Tally the lines below that contain the word "post", and give only that number.

(Given information begins)

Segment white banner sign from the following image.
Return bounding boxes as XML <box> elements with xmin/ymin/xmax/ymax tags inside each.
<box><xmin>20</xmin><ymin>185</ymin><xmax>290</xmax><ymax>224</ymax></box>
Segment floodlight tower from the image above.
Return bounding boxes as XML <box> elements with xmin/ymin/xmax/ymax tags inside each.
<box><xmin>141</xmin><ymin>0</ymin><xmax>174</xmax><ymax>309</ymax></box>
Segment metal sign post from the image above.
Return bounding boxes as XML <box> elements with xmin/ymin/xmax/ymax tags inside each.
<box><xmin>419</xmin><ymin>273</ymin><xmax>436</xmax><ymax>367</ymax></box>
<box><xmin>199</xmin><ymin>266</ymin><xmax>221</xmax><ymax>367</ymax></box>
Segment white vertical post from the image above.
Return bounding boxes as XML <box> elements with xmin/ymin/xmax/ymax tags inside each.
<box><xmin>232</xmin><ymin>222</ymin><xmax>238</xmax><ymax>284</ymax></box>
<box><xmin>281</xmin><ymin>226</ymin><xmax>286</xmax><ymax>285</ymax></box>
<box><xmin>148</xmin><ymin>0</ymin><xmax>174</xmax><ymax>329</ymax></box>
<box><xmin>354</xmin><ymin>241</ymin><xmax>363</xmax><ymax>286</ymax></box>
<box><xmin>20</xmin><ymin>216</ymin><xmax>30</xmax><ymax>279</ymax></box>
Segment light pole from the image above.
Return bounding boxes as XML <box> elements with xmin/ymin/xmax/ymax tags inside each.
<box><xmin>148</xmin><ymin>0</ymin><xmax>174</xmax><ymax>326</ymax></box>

(Given information ends)

§ Final answer
2